CONSIGNES —
**A.** Traduisez en anglais cette phrase de l'extrait sur les énonciations performatives : « Nous devons apprendre à courir avant de pouvoir marcher. »
**B.** Écrivez la suite de l'extrait sur les énonciations performatives, en enchaînant après sa dernière phrase.

== EXTRAIT FOURNI

Pour ces exemple, il semble clair qu'énoncer la phrase (dans les circonstances appropriées, évidemment), ce n'est ni décrire ce qu'il faut bien reconnaître que je suis en train de faire en parlant ainsi, ni affirmer que je le fais : c'est le faire. Aucune des énonciations citées n'est vraie ou fausse : j'affirme la chose comme allant de soi et on ne la discute pas. On n'a pas plus besoin de démontrer cette assertion qu'il n'y a à prouver que « Damnation ! » n'est ni vrai ni faux : il se peut que l'énonciation « serve à mettre au courant » – mais c'est là tout autre chose. Baptiser un bateau, c'est dire (dans les circonstances appropriées) les mots « Je baptise… » etc. Quand je dis, à la mairie ou à l'autel, etc. « Oui, [je le veux] », je ne fais pas le reportage d'un mariage : je me marie.
Quel nom donner à une phrase ou à une énonciation de ce type ? Je propose de l'appeler une phrase performative ou une énonciation performative ou – par souci de brièveté – un « performatif »."
J. L. Austin, Quand dire c'est faire, 1962, 1ère conférence, tr. fr. Gilles Lane, Éditions du Seuil, p. 41.
"Nous devions, souvenez-vous, considérer quelques cas (et seulement quelques-uns, Dieu merci !) où dire une chose, c'est la faire, et noter quel sens cela pourrait avoir. Ou encore, des cas où par le fait de dire, ou en disant quelque chose, nous faisons quelque chose. Ce thème appartient, parmi beaucoup d'autres, au récent mouvement de remise en question d'une présupposition séculaire : que dire quelque chose (du moins dans tous les cas dignes de considération – i. e. dans tous les cas considérés), c'est toujours et tout simplement affirmer quelque chose. Présupposition sans nul doute inconsciente, sans nul doute erronée, mais à ce qu'il semble, tout à fait naturelle en philosophie. Nous devons apprendre à courir avant de pouvoir marcher. Si nous ne faisions jamais d'erreurs, comment pourrions-nous les corriger ?

====
== DONNÉES ENREGISTRÉES

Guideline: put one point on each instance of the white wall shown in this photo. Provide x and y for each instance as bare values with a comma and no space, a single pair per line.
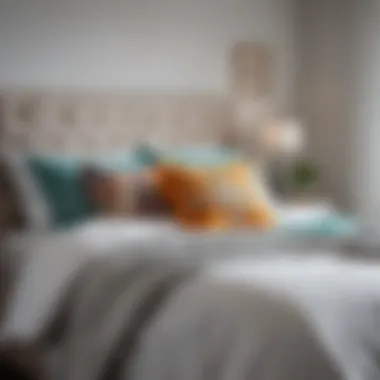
138,43
327,47
366,183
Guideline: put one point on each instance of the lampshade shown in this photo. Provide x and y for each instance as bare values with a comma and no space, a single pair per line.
284,136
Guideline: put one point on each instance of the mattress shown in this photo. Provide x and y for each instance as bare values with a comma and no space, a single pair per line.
341,299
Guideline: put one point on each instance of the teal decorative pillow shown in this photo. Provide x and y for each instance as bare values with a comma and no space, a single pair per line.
60,181
194,156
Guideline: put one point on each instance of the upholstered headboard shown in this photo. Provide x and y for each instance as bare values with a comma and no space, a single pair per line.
79,122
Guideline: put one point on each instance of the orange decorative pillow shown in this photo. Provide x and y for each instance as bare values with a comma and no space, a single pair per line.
216,198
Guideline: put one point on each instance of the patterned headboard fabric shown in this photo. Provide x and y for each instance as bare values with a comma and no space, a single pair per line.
77,122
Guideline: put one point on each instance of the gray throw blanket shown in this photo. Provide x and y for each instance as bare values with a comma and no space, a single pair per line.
162,319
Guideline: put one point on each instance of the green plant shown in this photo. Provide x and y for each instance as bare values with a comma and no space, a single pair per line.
304,176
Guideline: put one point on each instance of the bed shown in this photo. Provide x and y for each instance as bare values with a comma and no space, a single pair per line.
339,299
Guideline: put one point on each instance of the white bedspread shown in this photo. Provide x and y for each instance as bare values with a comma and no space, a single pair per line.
342,299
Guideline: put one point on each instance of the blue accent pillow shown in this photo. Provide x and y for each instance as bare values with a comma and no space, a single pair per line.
60,181
195,156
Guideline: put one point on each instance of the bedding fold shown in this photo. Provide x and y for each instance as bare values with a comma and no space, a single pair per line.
162,318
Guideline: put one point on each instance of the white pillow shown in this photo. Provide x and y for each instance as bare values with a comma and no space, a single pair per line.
34,206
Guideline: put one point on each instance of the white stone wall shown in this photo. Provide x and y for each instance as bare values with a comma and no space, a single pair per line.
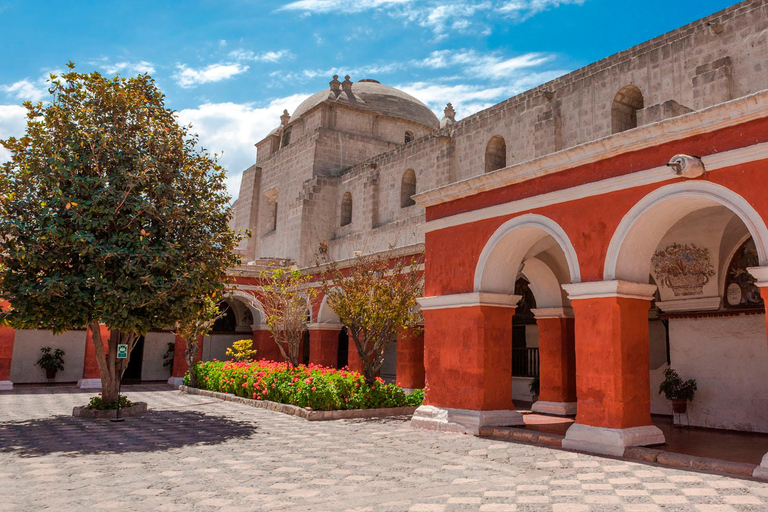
727,357
26,352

====

RÉSULTATS OBTENUS —
**A.** We must learn to run before we can walk.

**B.**
J'ai commencé par attirer votre attention, au moyen d'exemples, sur quelques énonciations bien simples, de l'espèce connue sous le nom de performatoires ou performatifs. Ces énonciations ont l'air, à première vue, d' « affirmations » – ou du moins en portent-elles le maquillage grammatical. On remarque toutefois, lorsqu'on les examine de plus près, qu'elles ne sont manifestement pas des énonciations susceptibles d'être « vraies » ou « fausses ». Être « vraie » ou « fausse », c'est pourtant bien la caractéristique traditionnelle d'une affirmation. L'un de nos exemples était, on s'en souvient, l'énonciation « Oui [je prends cette femme comme légitime épouse] », telle qu'elle est formulée au cours d'une cérémonie de mariage. Ici nous dirions qu'en prononçant ces paroles, nous faisons une chose (nous nous marions), plutôt que nous ne rendons compte d'une chose (que nous nous marions). Et l'acte de ce se marier, comme celui de parier, par exemple, serait décrit mieux (sinon encore avec précision) comme l'acte de prononcer certains mots, plutôt que comme l'exécution d'une action différente, intérieure et spirituelle, dont les mots en question ne seraient que le signe extérieur et audible. Il est peut-être difficile de prouver qu'il en est ainsi ; mais c'est – je voudrais l'affirmer – un fait."
J. L. Austin, Quand dire c'est faire, 1962, 2e conférence, tr. fr. Gilles Lane, Éditions du Seuil, Points essais, 2002, p. 47-48.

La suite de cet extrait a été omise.